(OBJECTIVE): Reproduce the entries between the line holding "Where can the small boat" and the line holding "[[368, 121]]", inclusive, swapping in "still" wherever "calm" occurs and leaving everything else unchanged.
========
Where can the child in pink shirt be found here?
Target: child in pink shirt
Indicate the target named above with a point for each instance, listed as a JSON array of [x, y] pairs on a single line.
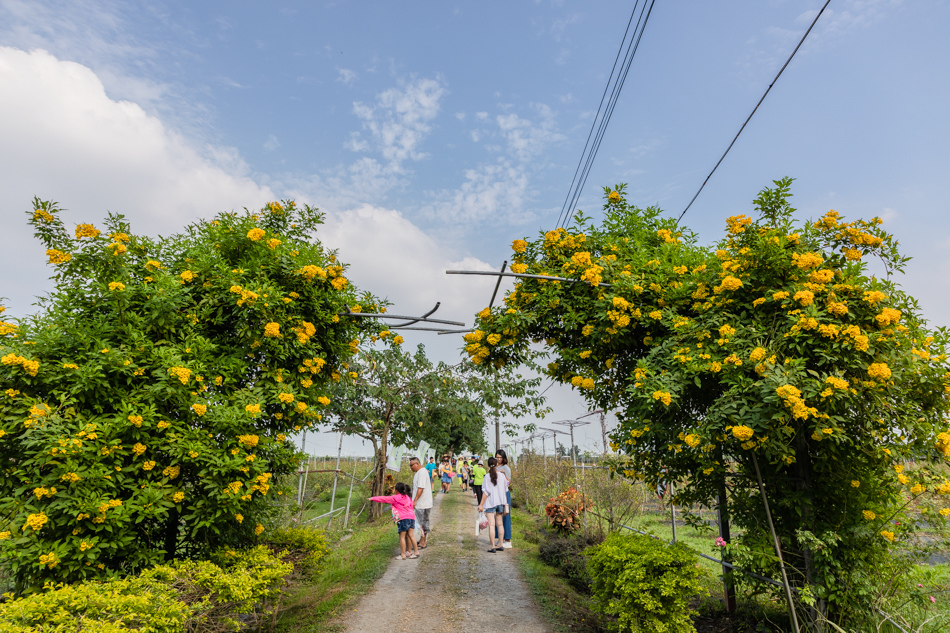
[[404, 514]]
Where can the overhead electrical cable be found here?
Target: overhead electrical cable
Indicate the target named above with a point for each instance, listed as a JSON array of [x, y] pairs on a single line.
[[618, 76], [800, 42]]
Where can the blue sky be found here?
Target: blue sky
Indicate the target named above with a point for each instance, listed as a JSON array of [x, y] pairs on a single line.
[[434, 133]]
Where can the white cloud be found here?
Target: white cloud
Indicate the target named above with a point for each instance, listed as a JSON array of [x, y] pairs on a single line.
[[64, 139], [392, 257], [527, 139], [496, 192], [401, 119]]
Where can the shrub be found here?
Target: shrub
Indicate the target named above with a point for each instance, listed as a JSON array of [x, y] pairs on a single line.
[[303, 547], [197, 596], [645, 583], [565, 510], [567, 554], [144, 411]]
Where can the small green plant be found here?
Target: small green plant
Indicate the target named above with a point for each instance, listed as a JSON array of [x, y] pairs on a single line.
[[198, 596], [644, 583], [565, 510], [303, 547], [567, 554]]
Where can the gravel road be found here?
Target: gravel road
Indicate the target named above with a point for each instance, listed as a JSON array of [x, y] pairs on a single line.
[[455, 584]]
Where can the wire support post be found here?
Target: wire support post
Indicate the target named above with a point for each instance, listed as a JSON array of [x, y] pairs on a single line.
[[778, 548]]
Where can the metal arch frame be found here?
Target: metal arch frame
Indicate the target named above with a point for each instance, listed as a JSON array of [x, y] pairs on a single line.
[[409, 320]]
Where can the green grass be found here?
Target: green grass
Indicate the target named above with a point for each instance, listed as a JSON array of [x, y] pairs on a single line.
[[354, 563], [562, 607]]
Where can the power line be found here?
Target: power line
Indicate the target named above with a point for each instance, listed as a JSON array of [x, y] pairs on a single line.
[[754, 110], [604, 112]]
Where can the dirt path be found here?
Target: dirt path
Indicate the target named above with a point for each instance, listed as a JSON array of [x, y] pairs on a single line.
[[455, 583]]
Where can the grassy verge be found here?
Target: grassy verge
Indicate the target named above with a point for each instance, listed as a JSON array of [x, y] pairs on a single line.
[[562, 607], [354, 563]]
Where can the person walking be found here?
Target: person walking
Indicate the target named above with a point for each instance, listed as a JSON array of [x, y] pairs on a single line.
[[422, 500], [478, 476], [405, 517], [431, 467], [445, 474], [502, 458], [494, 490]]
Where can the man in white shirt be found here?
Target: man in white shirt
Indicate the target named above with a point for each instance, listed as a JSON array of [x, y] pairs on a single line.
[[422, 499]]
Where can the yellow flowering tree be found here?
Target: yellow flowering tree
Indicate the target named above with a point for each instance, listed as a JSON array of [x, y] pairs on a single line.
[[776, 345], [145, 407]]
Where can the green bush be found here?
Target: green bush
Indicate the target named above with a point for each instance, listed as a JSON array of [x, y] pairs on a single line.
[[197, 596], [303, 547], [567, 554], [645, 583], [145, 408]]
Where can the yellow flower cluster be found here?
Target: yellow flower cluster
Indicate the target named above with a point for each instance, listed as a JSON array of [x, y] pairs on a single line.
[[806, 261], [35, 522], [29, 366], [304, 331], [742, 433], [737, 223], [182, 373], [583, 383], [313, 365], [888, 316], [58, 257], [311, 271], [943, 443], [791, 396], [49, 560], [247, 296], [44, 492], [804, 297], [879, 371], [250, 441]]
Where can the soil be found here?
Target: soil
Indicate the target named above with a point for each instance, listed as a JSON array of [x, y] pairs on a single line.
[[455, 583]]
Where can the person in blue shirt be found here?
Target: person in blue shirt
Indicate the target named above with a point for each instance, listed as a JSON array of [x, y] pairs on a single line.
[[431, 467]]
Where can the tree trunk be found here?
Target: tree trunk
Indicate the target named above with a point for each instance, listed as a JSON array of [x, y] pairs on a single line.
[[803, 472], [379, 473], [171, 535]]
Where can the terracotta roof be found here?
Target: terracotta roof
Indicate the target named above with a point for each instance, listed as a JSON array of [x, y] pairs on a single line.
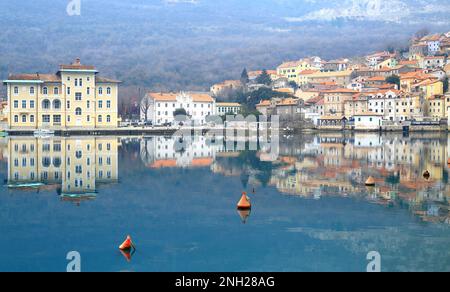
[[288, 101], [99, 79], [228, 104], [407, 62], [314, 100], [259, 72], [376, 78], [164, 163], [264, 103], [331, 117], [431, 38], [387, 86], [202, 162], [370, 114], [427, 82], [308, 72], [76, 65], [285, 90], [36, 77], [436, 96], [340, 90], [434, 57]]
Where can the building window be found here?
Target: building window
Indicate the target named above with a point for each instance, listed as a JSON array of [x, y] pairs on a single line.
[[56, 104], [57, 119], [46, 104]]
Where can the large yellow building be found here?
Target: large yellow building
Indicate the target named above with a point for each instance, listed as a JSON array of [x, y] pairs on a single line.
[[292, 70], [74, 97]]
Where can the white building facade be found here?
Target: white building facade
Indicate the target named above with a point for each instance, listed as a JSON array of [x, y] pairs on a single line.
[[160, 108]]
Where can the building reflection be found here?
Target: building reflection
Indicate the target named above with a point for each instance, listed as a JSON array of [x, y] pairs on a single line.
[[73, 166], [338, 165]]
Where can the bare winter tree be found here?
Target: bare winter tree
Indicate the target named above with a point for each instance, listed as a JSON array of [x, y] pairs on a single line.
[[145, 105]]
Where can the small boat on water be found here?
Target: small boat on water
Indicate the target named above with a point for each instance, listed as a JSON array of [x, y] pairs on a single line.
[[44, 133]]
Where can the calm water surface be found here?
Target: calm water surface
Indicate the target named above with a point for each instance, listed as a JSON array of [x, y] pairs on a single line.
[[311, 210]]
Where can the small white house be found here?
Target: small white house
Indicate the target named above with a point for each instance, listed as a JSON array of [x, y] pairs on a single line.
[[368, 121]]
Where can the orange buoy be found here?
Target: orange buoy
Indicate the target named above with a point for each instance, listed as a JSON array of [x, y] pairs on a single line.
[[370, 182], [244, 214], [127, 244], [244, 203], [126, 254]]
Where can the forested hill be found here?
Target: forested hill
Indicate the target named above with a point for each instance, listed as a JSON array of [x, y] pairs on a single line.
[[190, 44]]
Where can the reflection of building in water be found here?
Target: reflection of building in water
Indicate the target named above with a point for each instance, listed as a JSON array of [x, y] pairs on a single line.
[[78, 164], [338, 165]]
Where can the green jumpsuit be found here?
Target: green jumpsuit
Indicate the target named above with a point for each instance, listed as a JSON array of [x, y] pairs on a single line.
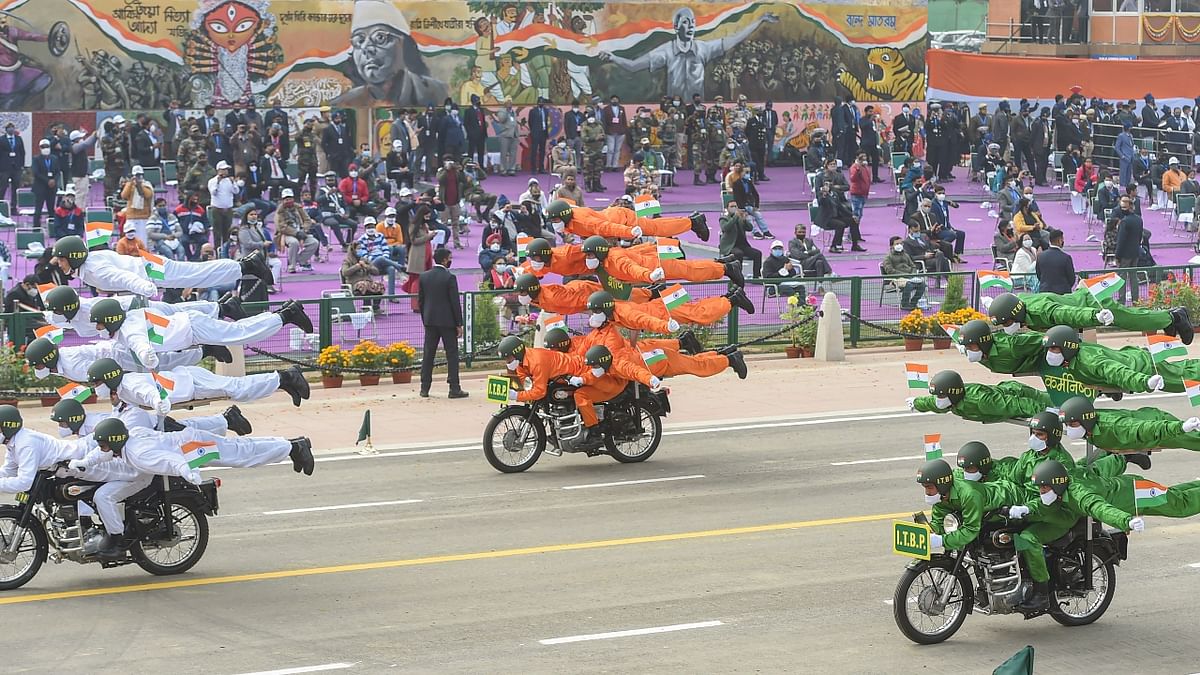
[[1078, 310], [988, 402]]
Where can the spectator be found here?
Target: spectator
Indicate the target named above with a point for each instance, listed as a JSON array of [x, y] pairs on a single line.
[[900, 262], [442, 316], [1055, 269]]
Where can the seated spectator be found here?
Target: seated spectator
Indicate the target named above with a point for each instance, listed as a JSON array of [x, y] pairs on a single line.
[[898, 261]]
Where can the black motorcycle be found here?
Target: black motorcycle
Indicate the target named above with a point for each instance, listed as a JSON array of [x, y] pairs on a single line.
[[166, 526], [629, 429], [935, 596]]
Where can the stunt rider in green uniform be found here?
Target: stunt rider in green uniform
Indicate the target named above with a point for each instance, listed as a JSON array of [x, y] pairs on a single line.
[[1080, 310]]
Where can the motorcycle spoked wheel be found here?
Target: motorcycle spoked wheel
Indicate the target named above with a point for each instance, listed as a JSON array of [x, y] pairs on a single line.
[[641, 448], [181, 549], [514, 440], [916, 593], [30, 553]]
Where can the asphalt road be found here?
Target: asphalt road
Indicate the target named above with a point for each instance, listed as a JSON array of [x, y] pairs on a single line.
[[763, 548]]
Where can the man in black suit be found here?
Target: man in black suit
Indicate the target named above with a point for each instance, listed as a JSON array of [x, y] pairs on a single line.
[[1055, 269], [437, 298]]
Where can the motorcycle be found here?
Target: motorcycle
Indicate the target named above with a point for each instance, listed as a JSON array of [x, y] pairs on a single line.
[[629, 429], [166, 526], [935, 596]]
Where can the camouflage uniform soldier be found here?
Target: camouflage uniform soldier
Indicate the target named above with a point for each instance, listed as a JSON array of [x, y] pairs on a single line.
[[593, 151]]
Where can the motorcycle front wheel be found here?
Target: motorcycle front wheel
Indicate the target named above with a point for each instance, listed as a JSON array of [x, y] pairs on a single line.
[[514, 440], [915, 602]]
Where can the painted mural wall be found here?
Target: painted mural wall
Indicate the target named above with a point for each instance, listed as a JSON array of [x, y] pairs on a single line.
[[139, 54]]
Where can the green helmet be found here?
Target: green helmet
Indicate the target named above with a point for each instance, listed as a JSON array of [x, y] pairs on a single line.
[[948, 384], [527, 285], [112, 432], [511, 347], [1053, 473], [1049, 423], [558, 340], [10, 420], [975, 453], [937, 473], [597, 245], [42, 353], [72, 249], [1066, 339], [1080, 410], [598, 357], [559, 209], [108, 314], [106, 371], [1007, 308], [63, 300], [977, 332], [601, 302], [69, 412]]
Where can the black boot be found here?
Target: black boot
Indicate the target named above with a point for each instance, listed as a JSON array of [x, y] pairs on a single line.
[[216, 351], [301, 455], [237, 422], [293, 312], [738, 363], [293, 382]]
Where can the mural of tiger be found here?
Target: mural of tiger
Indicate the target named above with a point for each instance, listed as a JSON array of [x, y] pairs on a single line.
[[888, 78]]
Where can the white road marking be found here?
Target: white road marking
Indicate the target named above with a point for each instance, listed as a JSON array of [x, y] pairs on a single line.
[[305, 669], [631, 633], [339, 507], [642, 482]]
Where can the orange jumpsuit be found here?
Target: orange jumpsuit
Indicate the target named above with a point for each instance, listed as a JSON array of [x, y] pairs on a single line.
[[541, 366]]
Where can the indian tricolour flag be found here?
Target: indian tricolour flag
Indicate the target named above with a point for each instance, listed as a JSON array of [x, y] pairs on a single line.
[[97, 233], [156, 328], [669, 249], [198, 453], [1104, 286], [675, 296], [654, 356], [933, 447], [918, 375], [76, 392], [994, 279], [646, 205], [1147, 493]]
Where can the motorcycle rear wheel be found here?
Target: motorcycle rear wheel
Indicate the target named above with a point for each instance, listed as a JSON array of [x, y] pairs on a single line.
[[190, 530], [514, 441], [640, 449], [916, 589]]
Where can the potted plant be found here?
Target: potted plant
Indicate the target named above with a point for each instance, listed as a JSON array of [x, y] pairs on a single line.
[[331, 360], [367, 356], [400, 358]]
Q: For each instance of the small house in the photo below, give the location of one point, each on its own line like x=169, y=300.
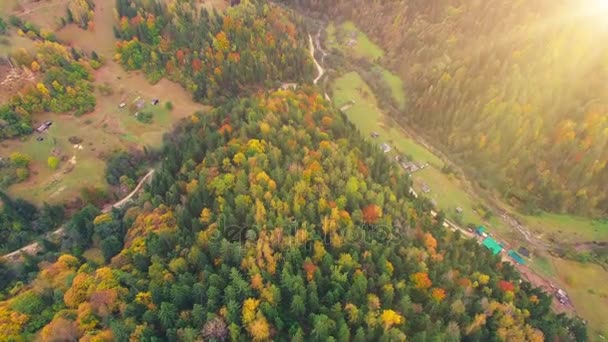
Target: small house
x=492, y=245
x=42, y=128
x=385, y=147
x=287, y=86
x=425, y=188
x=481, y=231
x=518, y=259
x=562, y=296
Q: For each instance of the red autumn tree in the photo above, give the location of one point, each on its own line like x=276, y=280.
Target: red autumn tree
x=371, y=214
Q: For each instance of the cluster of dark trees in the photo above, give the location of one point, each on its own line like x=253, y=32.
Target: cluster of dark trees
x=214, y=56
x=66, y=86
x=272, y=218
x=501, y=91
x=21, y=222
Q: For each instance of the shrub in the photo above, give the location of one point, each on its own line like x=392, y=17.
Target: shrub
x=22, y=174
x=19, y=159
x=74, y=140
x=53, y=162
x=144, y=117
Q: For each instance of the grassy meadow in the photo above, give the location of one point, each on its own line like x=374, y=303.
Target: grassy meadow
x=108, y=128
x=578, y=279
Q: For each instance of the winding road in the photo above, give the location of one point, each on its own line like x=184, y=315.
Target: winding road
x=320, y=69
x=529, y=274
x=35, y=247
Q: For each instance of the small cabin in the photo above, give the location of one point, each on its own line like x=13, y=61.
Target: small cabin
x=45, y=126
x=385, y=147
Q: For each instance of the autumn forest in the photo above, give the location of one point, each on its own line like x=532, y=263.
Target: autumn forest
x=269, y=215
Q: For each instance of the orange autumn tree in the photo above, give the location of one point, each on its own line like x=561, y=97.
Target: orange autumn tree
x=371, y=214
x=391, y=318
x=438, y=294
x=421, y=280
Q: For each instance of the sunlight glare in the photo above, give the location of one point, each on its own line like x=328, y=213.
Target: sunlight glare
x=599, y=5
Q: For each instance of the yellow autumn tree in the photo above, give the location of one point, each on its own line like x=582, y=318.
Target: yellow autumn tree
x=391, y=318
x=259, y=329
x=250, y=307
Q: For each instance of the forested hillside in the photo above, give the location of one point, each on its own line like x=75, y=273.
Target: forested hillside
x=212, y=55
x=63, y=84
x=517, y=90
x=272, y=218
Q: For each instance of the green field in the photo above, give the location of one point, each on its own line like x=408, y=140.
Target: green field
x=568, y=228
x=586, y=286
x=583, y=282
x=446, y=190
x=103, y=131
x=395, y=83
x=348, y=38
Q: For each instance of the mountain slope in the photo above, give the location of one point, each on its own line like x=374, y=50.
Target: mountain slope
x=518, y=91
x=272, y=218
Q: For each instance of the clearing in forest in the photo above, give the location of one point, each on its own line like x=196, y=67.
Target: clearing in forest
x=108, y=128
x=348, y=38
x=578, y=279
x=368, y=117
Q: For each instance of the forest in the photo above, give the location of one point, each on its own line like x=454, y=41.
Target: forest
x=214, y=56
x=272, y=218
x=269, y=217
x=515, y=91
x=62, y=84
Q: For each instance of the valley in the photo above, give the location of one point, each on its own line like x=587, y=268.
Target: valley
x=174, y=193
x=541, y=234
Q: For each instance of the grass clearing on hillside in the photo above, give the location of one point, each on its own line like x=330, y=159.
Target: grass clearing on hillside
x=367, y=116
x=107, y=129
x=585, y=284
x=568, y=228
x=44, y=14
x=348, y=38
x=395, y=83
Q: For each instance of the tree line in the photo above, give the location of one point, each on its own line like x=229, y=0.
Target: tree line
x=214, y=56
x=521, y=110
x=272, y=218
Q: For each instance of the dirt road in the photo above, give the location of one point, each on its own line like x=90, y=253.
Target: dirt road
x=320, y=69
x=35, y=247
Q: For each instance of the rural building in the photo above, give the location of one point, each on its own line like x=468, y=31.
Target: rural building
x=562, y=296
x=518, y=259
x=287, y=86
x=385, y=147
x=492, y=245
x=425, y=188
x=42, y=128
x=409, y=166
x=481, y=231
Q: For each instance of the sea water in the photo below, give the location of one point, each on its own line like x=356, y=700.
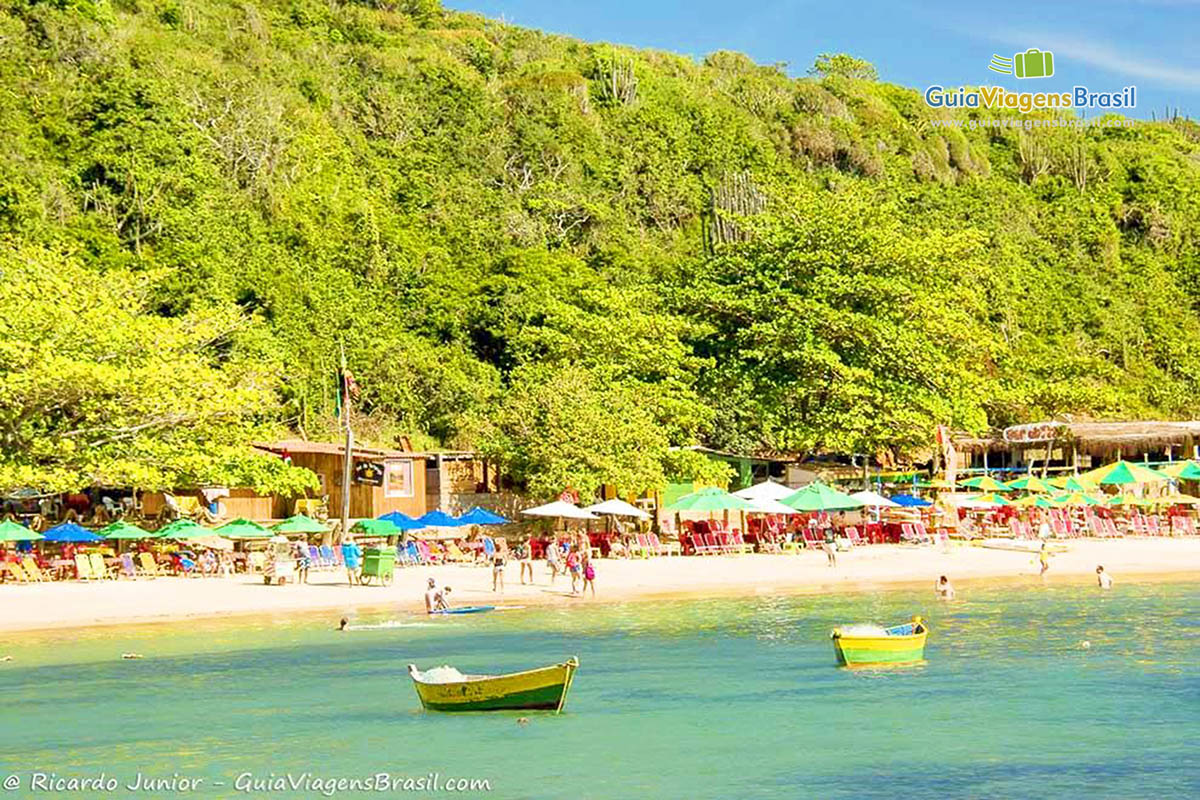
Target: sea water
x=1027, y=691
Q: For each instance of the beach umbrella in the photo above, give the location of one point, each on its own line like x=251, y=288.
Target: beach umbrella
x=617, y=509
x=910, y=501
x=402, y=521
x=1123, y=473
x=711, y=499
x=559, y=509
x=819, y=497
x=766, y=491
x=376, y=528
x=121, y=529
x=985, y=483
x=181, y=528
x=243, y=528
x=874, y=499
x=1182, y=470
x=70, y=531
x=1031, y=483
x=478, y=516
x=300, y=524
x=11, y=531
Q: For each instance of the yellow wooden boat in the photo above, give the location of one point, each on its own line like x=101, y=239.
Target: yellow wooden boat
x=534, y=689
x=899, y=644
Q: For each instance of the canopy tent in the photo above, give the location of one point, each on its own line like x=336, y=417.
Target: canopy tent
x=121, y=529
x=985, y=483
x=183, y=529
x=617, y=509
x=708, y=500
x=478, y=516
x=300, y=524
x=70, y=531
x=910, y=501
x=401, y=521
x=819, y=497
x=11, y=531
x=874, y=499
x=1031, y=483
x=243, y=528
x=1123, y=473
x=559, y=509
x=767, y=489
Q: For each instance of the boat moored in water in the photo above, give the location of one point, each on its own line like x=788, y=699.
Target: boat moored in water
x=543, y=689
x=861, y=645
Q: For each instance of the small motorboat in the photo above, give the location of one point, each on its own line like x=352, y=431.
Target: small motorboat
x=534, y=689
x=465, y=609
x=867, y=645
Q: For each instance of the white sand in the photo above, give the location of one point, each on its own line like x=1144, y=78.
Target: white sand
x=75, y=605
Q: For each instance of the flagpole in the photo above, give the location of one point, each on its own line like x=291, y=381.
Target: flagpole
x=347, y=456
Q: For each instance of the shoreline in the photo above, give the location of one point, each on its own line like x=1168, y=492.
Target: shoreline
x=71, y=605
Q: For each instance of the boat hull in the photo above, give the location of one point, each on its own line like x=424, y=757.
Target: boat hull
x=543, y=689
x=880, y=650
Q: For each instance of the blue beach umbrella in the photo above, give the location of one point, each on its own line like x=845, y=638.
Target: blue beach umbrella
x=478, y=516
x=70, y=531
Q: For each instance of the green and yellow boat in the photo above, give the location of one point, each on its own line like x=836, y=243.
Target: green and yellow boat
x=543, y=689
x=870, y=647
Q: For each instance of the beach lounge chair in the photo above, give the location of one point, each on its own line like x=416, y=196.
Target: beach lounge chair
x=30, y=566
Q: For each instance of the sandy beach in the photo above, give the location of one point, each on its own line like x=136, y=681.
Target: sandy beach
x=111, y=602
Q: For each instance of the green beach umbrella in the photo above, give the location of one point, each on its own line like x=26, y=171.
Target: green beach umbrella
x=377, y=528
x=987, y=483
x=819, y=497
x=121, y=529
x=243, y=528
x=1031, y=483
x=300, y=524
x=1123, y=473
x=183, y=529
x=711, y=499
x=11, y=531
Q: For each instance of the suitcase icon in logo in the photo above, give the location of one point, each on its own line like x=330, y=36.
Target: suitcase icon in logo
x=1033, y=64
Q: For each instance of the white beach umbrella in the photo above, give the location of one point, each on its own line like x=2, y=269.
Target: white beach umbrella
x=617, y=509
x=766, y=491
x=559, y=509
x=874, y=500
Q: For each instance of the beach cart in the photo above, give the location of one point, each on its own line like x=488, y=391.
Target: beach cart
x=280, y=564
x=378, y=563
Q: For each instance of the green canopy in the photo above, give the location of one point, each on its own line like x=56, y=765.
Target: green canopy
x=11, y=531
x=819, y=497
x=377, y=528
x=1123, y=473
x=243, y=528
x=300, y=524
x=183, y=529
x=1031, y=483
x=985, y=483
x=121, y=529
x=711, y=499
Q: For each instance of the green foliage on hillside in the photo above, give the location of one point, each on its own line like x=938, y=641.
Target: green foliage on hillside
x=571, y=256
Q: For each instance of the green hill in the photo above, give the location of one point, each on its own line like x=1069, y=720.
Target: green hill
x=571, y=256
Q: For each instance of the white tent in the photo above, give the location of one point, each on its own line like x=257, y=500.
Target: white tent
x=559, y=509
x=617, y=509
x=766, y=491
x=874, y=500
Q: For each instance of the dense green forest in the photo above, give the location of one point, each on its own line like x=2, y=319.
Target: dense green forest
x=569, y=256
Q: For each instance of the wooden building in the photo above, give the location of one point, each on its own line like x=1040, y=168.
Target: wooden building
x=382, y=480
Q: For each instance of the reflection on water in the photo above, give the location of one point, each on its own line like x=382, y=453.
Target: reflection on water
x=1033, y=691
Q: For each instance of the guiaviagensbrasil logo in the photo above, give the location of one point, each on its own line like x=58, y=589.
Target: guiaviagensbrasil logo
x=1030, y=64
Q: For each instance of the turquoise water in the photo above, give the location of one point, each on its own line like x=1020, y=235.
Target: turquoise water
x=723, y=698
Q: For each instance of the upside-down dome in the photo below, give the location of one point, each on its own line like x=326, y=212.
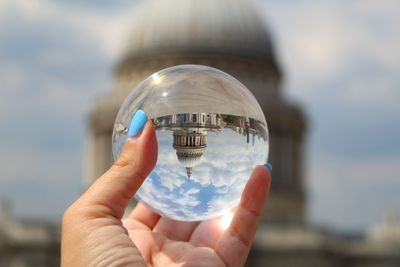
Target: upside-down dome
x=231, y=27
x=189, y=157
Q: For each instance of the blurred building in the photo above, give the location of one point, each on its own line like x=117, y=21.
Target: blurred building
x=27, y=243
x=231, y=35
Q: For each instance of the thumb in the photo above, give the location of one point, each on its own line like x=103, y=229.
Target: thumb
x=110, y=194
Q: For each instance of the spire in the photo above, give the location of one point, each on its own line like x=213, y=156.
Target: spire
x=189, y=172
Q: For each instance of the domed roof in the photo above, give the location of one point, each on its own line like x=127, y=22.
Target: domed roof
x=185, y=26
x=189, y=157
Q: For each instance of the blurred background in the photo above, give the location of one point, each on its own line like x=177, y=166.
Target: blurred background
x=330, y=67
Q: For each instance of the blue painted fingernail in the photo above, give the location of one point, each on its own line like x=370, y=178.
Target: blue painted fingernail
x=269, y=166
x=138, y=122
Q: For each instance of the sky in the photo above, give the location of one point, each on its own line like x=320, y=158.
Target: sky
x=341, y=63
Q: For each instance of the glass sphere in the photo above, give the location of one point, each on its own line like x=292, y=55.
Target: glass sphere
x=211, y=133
========
(WRITTEN ANSWER):
Where can the small boat on water be found here?
Target: small boat on water
Indicate the target named above with a point for each instance, listed as a JSON array of [x, y] pairs on a single line.
[[44, 133]]
Where can the still water surface be found here?
Target: still water surface
Indicate the target named above with a point for each instance, listed as a JSON array of [x, y] pairs on a single line.
[[311, 210]]
Where can the small white house be found here?
Target: small white house
Indicate the target named above with a point for each instance, listed as a JSON array of [x, y] pairs on a single line.
[[368, 121]]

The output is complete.